Integration of LegendreP

Question

I am trying to integrate a product of 2 Legendre polynomials as follows:
Integrate[LegendreP[1, x] LegendreP[2l+1, x], {x, -1, 1}]

I get the result:
Sin[2 l [Pi]]/(l (3 + 2 l) [Pi])

which is always 0 for integer values of l, but shouldn't the result be 0 for $2l+1neq1$ and 2/3 for $2l+1=1$, since the LegendreP are orthogonal?

Andreas · Answer

Look at
Table[Sin[2 l [Pi]]/(l (3 + 2 l) [Pi]), {l, -2, 2}]

and then try
Limit[Sin[2 l [Pi]]/(l (3 + 2 l) [Pi]), l -> 0]

SHuisman · Answer

Note that sometimes a general result is returned. Think of:
Integrate[x^p,x]

returns:
x^(1+p)/(1+p)

[Supplied material]

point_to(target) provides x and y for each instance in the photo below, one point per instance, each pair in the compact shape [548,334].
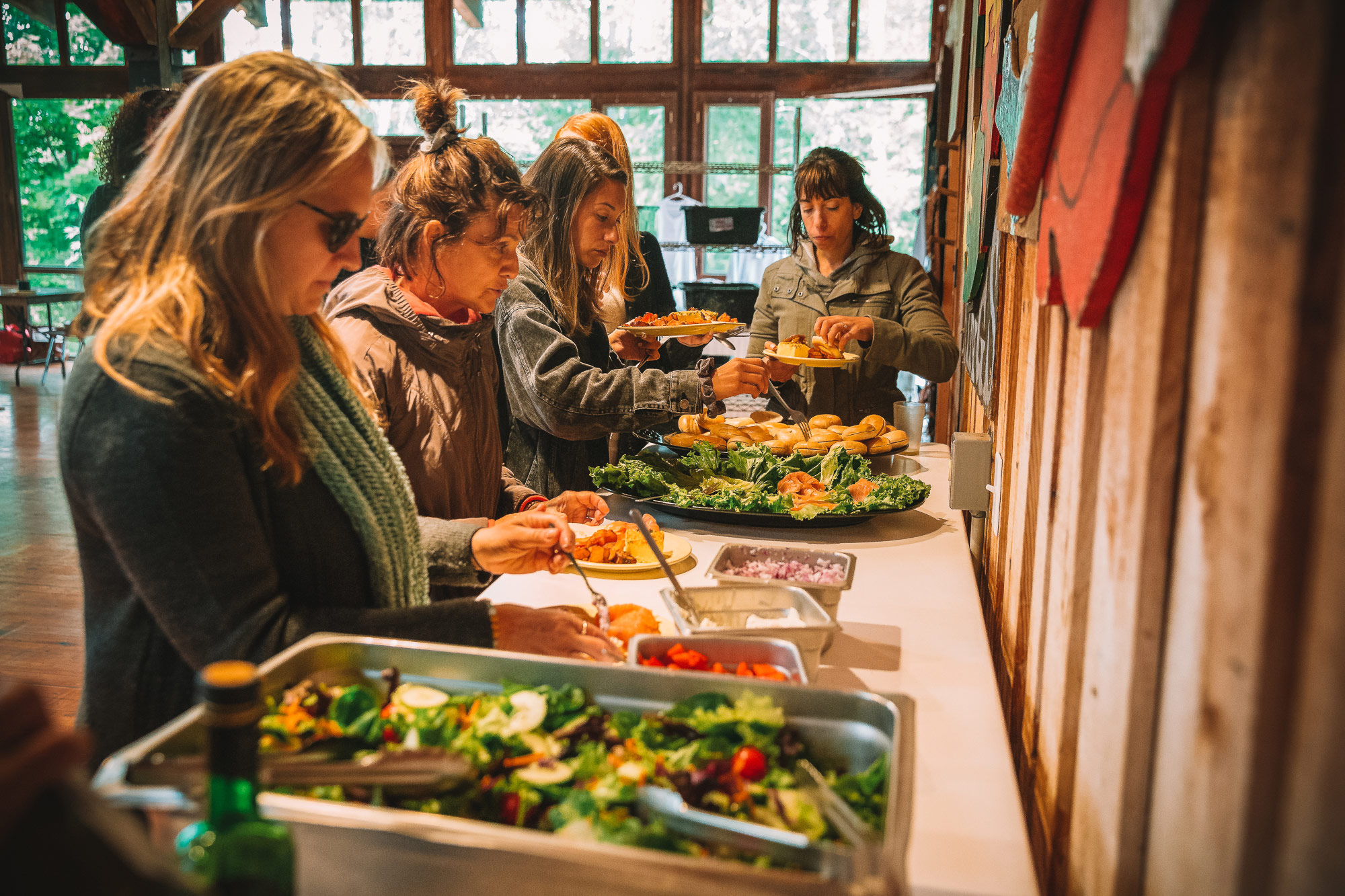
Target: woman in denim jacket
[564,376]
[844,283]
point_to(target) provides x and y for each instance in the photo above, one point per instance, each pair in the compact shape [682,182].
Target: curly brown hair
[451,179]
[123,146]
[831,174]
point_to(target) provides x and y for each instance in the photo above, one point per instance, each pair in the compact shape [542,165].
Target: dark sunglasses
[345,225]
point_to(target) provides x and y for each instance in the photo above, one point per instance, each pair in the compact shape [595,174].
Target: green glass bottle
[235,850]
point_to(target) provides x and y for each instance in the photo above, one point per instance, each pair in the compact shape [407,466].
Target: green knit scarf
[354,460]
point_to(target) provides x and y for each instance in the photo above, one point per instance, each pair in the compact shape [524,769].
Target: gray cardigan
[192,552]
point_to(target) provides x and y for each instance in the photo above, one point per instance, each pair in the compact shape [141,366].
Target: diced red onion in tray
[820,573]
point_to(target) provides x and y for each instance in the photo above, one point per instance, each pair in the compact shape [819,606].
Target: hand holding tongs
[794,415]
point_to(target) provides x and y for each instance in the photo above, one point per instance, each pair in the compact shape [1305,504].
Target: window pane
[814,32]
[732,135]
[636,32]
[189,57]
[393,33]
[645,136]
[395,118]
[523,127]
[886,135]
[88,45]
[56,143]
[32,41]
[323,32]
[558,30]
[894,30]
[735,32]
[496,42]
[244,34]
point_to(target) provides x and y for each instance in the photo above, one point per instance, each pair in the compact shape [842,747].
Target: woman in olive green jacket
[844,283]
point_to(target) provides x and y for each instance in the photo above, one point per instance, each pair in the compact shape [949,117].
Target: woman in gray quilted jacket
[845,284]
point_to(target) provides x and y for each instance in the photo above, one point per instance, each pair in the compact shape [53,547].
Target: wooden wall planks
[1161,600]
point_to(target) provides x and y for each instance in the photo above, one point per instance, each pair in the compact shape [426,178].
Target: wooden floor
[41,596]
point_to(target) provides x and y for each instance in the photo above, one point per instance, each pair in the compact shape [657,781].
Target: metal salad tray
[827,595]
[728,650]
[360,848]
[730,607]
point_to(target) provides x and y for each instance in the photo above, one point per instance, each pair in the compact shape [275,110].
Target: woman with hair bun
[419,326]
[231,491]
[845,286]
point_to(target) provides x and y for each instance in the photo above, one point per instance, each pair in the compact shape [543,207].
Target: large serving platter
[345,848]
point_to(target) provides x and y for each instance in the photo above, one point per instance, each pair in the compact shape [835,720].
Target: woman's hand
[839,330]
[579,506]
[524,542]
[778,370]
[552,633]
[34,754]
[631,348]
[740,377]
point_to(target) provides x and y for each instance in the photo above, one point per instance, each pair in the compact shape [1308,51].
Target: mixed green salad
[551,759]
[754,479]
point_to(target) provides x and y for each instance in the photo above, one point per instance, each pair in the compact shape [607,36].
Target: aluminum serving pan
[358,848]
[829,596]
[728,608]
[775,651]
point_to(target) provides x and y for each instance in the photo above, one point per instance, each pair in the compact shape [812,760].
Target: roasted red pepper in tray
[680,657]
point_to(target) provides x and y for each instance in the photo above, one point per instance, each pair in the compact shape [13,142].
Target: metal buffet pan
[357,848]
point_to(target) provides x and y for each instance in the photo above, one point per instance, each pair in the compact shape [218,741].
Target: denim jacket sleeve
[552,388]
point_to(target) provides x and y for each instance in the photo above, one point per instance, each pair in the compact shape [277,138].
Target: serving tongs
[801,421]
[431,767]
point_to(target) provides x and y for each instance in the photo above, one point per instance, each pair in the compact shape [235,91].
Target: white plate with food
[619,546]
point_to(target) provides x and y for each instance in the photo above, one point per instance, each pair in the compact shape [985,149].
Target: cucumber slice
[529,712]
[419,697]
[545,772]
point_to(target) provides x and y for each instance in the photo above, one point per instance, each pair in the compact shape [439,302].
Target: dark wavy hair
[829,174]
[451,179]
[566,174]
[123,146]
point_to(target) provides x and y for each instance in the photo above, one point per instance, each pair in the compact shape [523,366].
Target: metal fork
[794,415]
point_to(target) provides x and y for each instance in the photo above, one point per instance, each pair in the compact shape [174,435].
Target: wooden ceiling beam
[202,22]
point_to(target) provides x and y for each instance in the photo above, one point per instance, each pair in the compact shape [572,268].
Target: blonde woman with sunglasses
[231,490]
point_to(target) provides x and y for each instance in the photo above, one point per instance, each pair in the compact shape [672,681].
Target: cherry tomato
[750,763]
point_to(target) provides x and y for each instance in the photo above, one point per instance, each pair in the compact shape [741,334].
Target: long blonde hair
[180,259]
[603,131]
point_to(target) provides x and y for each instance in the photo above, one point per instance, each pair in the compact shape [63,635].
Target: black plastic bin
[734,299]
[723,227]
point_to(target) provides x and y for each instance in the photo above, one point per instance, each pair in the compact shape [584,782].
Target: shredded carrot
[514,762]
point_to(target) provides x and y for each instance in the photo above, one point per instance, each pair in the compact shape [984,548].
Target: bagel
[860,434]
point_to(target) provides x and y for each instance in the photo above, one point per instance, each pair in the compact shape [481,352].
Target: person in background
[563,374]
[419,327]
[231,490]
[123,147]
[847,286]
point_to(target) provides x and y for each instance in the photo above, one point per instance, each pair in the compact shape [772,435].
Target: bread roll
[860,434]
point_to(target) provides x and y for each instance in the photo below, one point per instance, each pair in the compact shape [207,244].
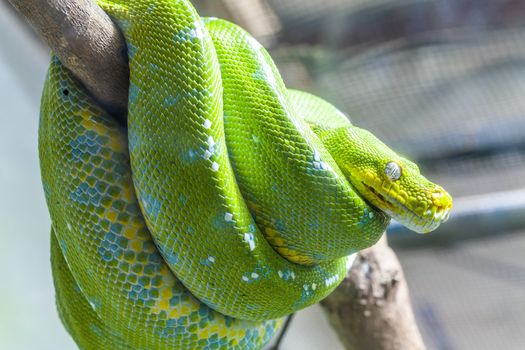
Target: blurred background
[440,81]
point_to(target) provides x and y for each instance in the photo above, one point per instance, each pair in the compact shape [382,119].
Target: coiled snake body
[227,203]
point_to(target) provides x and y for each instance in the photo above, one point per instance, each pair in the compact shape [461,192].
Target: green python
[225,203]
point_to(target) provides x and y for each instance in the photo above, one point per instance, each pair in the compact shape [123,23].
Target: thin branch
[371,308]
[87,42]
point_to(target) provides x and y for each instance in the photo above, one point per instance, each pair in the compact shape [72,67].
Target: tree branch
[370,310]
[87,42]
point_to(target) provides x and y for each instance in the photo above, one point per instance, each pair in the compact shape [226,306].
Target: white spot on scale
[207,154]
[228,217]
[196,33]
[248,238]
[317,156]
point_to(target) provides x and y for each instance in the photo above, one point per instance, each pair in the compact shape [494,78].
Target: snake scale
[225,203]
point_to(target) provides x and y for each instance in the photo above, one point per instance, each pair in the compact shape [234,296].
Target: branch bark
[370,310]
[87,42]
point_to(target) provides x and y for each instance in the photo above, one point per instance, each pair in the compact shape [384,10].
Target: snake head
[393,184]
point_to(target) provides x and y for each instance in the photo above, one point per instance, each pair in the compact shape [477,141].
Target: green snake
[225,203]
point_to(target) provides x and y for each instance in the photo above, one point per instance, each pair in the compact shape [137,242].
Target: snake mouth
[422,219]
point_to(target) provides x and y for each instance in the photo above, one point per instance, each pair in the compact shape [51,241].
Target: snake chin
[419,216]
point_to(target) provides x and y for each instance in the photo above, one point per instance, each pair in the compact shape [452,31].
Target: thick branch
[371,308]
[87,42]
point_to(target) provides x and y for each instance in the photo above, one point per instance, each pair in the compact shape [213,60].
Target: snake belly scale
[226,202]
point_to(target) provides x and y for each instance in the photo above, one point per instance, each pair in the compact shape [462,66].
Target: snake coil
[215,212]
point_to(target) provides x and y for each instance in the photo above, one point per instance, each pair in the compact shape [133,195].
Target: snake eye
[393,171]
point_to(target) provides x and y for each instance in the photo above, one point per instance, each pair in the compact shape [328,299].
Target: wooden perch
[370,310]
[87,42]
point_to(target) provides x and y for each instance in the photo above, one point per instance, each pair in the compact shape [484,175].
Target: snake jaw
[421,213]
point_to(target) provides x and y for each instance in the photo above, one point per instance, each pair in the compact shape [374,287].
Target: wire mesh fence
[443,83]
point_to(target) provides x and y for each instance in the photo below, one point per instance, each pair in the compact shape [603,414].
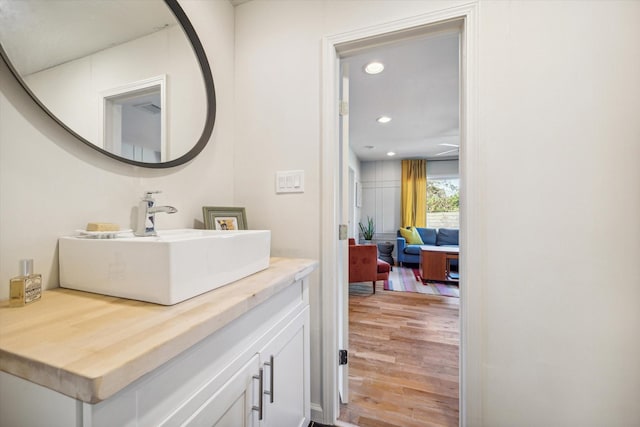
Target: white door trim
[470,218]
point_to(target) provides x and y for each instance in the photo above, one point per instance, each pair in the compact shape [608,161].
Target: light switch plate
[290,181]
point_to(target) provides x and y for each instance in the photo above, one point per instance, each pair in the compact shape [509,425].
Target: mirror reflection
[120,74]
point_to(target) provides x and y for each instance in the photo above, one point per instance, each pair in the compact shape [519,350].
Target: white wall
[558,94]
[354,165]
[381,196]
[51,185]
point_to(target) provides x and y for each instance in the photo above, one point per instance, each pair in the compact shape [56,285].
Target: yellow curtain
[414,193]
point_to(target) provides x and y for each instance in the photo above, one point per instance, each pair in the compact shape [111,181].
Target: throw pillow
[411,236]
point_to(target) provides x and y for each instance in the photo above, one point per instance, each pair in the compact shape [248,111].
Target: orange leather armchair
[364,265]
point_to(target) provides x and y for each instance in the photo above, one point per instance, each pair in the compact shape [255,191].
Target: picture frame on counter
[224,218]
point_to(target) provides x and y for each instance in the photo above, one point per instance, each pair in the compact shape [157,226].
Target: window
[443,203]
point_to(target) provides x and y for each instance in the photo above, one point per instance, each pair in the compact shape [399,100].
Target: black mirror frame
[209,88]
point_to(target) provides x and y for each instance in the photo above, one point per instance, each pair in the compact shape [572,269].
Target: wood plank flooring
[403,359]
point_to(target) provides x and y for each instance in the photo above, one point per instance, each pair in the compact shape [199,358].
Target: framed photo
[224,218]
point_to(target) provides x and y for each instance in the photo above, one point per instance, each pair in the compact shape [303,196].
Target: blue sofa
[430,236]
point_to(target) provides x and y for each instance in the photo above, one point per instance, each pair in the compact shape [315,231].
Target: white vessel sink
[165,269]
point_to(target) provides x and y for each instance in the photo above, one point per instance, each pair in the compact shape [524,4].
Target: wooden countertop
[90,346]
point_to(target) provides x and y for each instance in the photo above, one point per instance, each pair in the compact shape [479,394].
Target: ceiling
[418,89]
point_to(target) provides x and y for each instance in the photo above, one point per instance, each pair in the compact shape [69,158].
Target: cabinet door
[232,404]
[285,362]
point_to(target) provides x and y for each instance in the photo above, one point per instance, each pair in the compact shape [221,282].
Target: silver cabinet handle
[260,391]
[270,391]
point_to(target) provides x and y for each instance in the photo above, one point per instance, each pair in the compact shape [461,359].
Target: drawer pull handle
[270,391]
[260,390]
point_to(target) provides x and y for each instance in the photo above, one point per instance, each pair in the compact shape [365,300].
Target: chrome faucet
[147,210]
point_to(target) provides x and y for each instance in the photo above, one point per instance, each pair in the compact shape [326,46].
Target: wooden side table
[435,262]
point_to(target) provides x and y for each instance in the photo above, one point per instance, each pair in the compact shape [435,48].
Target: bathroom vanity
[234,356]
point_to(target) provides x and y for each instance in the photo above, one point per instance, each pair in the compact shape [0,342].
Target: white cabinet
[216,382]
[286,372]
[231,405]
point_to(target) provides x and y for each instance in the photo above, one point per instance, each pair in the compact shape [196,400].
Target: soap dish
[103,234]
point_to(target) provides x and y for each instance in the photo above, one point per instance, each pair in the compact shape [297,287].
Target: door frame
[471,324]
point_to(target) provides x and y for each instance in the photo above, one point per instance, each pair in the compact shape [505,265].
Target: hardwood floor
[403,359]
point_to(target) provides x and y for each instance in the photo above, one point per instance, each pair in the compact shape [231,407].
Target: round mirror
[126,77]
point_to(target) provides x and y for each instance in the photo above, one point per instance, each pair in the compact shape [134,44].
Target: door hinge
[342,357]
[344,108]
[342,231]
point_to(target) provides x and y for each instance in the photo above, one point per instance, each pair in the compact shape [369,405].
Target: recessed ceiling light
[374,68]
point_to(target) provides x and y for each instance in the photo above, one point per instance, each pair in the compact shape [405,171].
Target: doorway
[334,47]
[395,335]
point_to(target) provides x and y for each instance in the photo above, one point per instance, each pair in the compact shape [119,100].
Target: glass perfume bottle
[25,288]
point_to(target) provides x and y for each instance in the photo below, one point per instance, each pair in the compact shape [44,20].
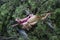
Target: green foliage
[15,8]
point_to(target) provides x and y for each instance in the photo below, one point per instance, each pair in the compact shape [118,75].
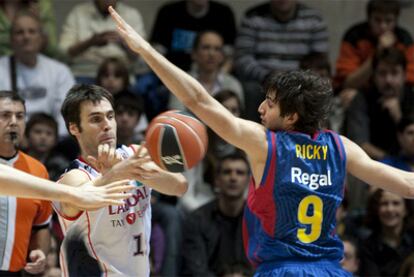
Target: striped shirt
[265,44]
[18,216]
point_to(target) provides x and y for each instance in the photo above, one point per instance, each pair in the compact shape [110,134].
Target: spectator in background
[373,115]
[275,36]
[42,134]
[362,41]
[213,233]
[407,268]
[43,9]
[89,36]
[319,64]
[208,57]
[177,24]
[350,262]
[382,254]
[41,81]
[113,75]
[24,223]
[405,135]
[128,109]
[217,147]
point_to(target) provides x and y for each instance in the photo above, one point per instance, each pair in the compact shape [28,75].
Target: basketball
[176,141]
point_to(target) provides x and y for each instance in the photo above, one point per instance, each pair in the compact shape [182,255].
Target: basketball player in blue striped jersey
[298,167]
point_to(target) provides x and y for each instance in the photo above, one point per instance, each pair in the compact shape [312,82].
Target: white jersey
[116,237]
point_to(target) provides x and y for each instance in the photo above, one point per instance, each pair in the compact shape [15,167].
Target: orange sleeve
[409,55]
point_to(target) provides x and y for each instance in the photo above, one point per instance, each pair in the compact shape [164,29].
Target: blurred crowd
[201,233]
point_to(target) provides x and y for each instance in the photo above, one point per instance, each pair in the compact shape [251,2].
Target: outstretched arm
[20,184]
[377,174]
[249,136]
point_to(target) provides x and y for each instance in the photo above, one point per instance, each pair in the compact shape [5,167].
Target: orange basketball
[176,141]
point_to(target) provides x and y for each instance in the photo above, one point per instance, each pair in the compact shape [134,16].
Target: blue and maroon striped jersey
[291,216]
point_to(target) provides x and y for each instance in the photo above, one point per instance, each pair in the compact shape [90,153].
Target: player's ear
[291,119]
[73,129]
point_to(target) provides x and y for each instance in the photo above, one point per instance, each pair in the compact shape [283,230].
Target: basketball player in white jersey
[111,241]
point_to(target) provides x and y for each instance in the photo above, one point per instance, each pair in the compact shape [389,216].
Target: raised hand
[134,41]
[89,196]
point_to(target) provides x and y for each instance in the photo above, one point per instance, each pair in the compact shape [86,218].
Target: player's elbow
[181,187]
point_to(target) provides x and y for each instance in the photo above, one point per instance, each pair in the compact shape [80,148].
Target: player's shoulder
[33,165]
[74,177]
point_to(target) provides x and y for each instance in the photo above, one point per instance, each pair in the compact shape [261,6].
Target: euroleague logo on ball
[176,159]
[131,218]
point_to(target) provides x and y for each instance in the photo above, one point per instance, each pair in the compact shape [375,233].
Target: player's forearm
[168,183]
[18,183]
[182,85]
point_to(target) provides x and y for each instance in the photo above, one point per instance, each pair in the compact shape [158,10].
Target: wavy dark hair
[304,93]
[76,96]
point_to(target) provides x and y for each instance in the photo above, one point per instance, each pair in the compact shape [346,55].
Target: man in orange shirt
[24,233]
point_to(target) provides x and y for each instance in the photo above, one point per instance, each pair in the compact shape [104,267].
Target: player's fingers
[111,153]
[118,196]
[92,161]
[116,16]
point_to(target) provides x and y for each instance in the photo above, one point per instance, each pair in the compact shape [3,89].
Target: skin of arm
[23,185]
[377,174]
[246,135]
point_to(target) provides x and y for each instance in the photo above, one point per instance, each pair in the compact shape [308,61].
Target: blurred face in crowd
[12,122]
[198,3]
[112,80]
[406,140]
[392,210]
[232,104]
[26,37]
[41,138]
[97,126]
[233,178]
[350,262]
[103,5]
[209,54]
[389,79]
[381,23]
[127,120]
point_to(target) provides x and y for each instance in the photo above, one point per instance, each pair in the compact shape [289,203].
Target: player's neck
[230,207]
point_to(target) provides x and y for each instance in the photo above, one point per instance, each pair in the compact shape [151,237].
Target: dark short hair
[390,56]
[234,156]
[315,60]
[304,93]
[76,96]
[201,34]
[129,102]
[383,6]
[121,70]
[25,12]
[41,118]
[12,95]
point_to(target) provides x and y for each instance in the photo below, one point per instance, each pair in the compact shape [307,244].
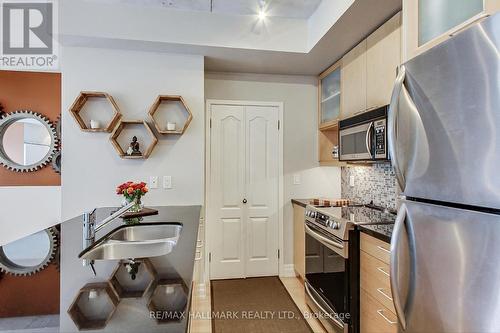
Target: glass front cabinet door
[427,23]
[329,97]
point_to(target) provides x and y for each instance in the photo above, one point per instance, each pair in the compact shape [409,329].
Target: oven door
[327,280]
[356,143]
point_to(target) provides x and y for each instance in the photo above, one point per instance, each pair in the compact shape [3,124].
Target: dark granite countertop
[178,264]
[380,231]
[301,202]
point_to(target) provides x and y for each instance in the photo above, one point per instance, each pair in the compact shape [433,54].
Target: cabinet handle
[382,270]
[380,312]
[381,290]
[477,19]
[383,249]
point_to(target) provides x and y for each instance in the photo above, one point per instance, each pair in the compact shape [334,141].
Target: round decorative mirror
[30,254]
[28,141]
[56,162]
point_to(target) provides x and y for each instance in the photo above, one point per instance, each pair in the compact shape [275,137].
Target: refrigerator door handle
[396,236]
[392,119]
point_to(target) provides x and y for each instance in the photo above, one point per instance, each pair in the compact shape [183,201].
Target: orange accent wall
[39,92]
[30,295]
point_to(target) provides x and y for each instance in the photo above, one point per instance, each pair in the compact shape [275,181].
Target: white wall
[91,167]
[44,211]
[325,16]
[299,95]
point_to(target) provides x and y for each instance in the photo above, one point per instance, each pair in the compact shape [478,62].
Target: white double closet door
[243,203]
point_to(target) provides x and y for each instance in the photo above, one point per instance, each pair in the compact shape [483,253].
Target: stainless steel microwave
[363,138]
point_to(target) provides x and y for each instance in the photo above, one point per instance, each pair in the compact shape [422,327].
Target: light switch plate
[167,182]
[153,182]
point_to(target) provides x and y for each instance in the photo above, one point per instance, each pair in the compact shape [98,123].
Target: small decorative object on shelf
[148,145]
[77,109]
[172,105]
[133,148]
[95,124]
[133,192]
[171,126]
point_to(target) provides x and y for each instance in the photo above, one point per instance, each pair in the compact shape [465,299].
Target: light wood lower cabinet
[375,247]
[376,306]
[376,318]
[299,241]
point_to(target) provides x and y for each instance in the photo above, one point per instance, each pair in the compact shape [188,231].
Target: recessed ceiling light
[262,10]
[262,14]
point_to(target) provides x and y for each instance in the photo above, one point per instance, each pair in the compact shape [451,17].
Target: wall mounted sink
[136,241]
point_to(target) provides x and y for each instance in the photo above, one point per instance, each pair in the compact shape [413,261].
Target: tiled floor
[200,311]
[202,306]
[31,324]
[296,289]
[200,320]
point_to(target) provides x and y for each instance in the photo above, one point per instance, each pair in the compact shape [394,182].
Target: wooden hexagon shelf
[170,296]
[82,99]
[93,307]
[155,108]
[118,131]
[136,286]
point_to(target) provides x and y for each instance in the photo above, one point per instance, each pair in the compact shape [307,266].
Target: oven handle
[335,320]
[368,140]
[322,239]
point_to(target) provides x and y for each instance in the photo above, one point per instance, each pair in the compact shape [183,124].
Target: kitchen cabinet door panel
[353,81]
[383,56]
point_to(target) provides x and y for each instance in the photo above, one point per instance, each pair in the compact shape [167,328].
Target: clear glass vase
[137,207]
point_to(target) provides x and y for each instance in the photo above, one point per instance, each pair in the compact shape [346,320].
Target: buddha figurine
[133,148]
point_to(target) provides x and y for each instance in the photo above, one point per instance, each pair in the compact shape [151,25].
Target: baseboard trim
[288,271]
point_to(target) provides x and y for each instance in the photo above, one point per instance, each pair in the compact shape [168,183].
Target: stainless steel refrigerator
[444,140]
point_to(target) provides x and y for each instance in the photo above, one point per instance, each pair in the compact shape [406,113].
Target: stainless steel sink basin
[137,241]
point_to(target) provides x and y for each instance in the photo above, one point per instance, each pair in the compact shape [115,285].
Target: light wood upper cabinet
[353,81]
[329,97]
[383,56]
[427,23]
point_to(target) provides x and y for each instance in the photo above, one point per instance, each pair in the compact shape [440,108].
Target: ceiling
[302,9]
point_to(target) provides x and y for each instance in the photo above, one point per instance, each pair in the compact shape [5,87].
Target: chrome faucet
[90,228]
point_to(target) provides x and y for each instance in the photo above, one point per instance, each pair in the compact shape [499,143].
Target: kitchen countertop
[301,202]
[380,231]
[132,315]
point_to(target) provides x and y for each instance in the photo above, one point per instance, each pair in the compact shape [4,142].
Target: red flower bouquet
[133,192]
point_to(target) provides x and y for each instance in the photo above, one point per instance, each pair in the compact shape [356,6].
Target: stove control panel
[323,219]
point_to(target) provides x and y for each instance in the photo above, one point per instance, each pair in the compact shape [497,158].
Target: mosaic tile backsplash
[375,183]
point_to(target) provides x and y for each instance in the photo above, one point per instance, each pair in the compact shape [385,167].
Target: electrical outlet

[Short exercise 1] Reproduce the stretch of the Legendre polynomial thread from "Integration of LegendreP" through "LegendreP are orthogonal?" word for word.
[Short exercise 2] Carry on the thread about integrating Legendre polynomials from the point where it stops.

[Task result 1]
Integration of LegendreP

Question

I am trying to integrate a product of 2 Legendre polynomials as follows:
Integrate[LegendreP[1, x] LegendreP[2l+1, x], {x, -1, 1}]

I get the result:
Sin[2 l [Pi]]/(l (3 + 2 l) [Pi])

which is always 0 for integer values of l, but shouldn't the result be 0 for $2l+1neq1$ and 2/3 for $2l+1=1$, since the LegendreP are orthogonal?

[Task result 2]
However,
Integrate[x^-1, x]

gives:
Log[x]

But that is not represented by the general result…

cvgmt · Answer

Add Assumptions by hand or calculate the Limit
Integrate[LegendreP[1, x] LegendreP[2 l + 1, x], {x, -1, 1}, 
 Assumptions -> l == 0]
Limit[Integrate[LegendreP[1, x] LegendreP[2 l + 1, x], {x, -1, 1}], 
 l -> 0]
Integrate[LegendreP[1, x] LegendreP[2 l + 1, x], {x, -1, 1}, 
 Assumptions -> 3 + 2 l == 0]
Limit[Integrate[LegendreP[1, x] LegendreP[2 l + 1, x], {x, -1, 1}], 
 l -> -(3/2)]

Bob Hanlon · Answer

Clear["Global`*"]

Use Piecewise to handle the special case.
f[l_, x_] = 
 Piecewise[{{Integrate[LegendreP[1, x] LegendreP[2 l + 1, x], {x, -1, 1}], 
    ll != 0}, {Integrate[LegendreP[1, x] LegendreP[1, x], {x, -1, 1}], 
    l == 0}}]

Simplify[f[l, x], Element[l, Integers] && l != 0]

(* 0 *)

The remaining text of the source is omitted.